**WHAT THIS TASK INVOLVES**
The records that follow must be printed exactly as they are.
--- START ---
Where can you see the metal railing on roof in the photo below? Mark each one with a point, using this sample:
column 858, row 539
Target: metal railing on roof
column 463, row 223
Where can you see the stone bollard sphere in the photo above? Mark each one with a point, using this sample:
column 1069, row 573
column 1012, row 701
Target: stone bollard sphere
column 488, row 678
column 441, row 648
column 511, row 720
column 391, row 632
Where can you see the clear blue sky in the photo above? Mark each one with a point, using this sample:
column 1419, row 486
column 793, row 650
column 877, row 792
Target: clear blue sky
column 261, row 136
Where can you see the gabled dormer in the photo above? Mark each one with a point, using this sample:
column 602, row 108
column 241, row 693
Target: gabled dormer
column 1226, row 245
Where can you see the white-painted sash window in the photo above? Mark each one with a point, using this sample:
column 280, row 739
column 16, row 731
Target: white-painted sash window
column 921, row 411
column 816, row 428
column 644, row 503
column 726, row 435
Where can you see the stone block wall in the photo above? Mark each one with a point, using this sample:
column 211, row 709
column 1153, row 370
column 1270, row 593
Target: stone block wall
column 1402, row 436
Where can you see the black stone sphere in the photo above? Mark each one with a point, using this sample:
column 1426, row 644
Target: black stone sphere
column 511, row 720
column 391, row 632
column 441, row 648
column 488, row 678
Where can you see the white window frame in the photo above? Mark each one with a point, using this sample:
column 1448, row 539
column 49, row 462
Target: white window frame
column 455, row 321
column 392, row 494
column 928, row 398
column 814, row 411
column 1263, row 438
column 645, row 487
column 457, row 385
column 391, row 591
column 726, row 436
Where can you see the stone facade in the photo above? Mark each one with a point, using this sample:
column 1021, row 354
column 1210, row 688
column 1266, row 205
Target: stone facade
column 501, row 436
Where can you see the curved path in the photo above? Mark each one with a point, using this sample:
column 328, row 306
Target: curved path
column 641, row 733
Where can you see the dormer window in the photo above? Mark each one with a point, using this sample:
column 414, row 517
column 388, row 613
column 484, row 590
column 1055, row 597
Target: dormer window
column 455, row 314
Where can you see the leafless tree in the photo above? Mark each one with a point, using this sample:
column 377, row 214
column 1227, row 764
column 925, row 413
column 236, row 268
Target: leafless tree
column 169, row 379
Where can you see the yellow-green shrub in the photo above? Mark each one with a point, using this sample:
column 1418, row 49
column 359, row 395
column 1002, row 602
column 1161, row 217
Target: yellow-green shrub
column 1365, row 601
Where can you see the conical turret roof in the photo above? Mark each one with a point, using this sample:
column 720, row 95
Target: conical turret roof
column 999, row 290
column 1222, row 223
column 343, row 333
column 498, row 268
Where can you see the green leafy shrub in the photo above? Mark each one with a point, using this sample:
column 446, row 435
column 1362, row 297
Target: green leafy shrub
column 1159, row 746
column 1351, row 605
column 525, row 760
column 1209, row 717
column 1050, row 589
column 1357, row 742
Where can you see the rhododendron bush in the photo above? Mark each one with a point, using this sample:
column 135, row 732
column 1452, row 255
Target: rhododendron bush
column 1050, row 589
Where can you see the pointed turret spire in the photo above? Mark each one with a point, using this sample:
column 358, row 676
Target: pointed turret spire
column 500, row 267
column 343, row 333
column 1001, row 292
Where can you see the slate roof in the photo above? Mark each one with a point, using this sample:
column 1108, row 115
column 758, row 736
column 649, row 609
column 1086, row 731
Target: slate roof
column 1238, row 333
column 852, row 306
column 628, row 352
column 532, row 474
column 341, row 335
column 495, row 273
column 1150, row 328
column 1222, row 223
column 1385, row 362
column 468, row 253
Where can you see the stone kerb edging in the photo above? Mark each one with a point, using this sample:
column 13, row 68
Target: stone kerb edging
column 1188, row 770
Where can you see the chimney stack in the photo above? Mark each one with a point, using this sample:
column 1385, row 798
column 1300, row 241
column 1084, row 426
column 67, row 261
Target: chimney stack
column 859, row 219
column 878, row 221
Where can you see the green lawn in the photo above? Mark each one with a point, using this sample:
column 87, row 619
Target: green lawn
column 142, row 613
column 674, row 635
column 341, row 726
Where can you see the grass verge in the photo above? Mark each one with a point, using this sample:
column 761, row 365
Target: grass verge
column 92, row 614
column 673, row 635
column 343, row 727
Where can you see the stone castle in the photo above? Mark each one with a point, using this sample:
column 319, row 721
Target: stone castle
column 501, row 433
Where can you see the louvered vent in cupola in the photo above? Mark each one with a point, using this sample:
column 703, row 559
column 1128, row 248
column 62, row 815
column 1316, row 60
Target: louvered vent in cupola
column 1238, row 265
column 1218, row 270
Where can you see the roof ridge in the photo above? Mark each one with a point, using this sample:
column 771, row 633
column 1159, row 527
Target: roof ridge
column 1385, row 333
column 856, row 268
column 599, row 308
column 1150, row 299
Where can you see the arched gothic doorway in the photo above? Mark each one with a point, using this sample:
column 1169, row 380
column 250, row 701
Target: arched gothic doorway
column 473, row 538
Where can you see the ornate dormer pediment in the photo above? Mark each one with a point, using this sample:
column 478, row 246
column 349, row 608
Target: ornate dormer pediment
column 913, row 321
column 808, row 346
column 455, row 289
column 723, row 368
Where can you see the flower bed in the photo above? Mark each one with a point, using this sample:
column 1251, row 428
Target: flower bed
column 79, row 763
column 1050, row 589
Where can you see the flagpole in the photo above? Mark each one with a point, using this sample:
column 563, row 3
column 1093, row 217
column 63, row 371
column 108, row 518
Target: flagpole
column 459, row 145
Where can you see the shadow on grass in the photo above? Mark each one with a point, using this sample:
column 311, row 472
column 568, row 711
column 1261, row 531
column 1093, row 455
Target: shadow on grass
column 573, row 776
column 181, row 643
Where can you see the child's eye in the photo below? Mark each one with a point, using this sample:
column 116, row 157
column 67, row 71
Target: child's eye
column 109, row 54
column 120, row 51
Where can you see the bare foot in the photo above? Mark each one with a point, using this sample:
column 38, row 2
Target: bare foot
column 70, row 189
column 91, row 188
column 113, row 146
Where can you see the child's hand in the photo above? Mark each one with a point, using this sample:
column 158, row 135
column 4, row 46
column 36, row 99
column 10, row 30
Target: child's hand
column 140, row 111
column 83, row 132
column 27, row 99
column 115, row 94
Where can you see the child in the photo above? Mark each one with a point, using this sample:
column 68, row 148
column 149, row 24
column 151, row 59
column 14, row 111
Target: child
--- END ---
**YOUR RESPONSE**
Where can you see the metal railing on roof in the photo below? Mark each one with a point, using this sample:
column 858, row 539
Target: metal railing on roof
column 463, row 223
Where can you see the stone bollard sphere in the photo above? Mark each one with a point, using this sample:
column 1069, row 573
column 1012, row 701
Target: stone bollard sphere
column 488, row 678
column 441, row 648
column 511, row 720
column 391, row 632
Where can you see the clear blue sky in the photo above? Mark each one with a point, using this sample:
column 1419, row 486
column 793, row 650
column 877, row 792
Target: clear blue sky
column 261, row 136
Where can you see the gabled dormer in the photo above? Mark each one with a point, using this sample:
column 602, row 108
column 241, row 693
Target: gabled dormer
column 1226, row 245
Where can you see the white-painted sash window in the photo above? Mark each one with a point, using this sample:
column 280, row 739
column 16, row 731
Target: white-painted sash window
column 921, row 411
column 816, row 428
column 644, row 503
column 726, row 435
Where can you see the stone block wall in the photo above? Mark each one with a point, using this sample:
column 211, row 709
column 1153, row 370
column 1270, row 593
Target: stone block wall
column 1402, row 436
Where can you see the black stone sphere in the photo above? Mark each one with a point, using this sample:
column 1426, row 644
Target: black stone sphere
column 511, row 720
column 391, row 632
column 441, row 648
column 488, row 678
Where can you see the white window frame in the photo above? Mark each one with a point, using this sample:
column 1448, row 539
column 49, row 462
Target: white window frame
column 455, row 321
column 392, row 494
column 928, row 398
column 814, row 411
column 1263, row 438
column 645, row 487
column 457, row 385
column 391, row 591
column 726, row 436
Where can you see the stone facade in the photo above? Mark each one with a point, using this sample:
column 1021, row 354
column 1210, row 688
column 1266, row 205
Target: stone facade
column 501, row 436
Where can you see the curved path in the photo above? Mark each one with a point, using this sample:
column 328, row 306
Target: curved path
column 641, row 733
Where can you see the dormer window in the photo above? Mark each one with a point, using this sample:
column 414, row 517
column 388, row 613
column 484, row 590
column 1055, row 597
Target: dormer window
column 455, row 314
Where can you see the leafless tree in the photo above? Mark each one with a point, using this sample:
column 377, row 214
column 1227, row 764
column 925, row 413
column 236, row 268
Target: leafless tree
column 169, row 379
Where can you see the yellow-green shrub in the photo above? Mark each one with a point, using this sample:
column 1418, row 49
column 359, row 395
column 1002, row 602
column 1161, row 217
Target: yellow-green shrub
column 1365, row 601
Where can you see the conical turret roof in the photo above? Mark each one with a point, using this sample:
column 720, row 95
Target: conical turret roof
column 999, row 290
column 1222, row 223
column 343, row 333
column 498, row 268
Where can you see the green leafy shrub in the photo above? Mark each one with a point, using this sample:
column 446, row 435
column 1362, row 297
Target: green leafy shrub
column 1159, row 746
column 1351, row 605
column 525, row 760
column 1209, row 717
column 1050, row 589
column 1357, row 742
Where can you see the rhododendron bush in the photo above? Mark each one with a point, using this sample:
column 135, row 732
column 1452, row 255
Target: rhododendron bush
column 1050, row 589
Where can you see the pointed turret spire in the photo above? Mark each one with a point, using this sample:
column 358, row 676
Target: pointed turret spire
column 500, row 267
column 343, row 333
column 1001, row 292
Where can you see the slate roof in the photo above? Mark each one with a point, using this sample:
column 1108, row 115
column 758, row 736
column 649, row 609
column 1086, row 731
Target: slate roof
column 1238, row 333
column 852, row 306
column 628, row 352
column 532, row 474
column 341, row 335
column 495, row 273
column 1150, row 328
column 1222, row 223
column 1385, row 362
column 468, row 253
Where can you see the stone kerb edging in the photo above? Mark each one with a point, using this sample:
column 13, row 68
Target: stone kerb edging
column 1188, row 770
Where can you see the chimney stack in the photo above? Mark each one with a point, using this sample:
column 1385, row 798
column 1300, row 241
column 1084, row 426
column 67, row 261
Target: chimney stack
column 859, row 219
column 878, row 221
Where can you see the green lawn in the photo above? Mark each one with a point, using this sample:
column 87, row 619
Target: green lawn
column 142, row 613
column 674, row 635
column 341, row 726
Where can you see the grass verge in the photo above? Mark each one with a point, using this sample:
column 761, row 365
Target: grass verge
column 92, row 614
column 673, row 635
column 343, row 727
Where can you see the stone castle in the photo above? Mark each one with a point, using this sample:
column 319, row 721
Target: stone castle
column 501, row 433
Where can you see the louvered vent in cupola in the photo above? Mark each one with a point, using this sample:
column 703, row 559
column 1128, row 248
column 62, row 815
column 1316, row 60
Target: louvered vent in cupola
column 1238, row 265
column 1218, row 270
Where can you see the roof ridge in the photo above? Mark each one with a point, using this sample:
column 771, row 633
column 1159, row 527
Target: roof ridge
column 1385, row 333
column 856, row 268
column 599, row 308
column 1150, row 299
Where can you see the arched gothic doorway in the photo above? Mark each one with a point, using this sample:
column 1169, row 380
column 250, row 701
Target: arched gothic doorway
column 473, row 538
Where can you see the ornate dormer pediment in the photo above? Mark each one with a point, using this sample:
column 478, row 246
column 349, row 608
Target: ornate dormer pediment
column 913, row 321
column 808, row 346
column 455, row 289
column 723, row 368
Where can you see the flower bed in the photo above? Mark each one with a point, using this sample:
column 1251, row 428
Target: flower bed
column 79, row 763
column 1050, row 589
Where can you see the flagpole in the photo above? Mark each one with a point, using this sample:
column 563, row 3
column 1093, row 217
column 63, row 371
column 108, row 518
Target: flagpole
column 459, row 145
Where can you see the shadow on grass in the photo above? Mark each one with a point, using this sample:
column 311, row 472
column 568, row 711
column 1261, row 531
column 1093, row 455
Target: shadow on grass
column 573, row 776
column 181, row 643
Where can you see the child's eye in the photo below? Mark each one with a point, using this sample:
column 116, row 157
column 67, row 71
Target: child's eye
column 109, row 54
column 120, row 51
Where can you see the bare foot in the photo above? Mark each one with a point, using this sample:
column 38, row 2
Target: bare foot
column 70, row 189
column 91, row 188
column 113, row 146
Where can you see the child's hand in the photo above? Mark each one with a point, using this sample:
column 158, row 135
column 4, row 46
column 36, row 99
column 10, row 30
Target: child's hand
column 140, row 111
column 83, row 132
column 27, row 99
column 115, row 94
Where can you see the child in the photo above? Mark each one with a point, using this sample:
column 68, row 148
column 149, row 24
column 151, row 59
column 14, row 111
Target: child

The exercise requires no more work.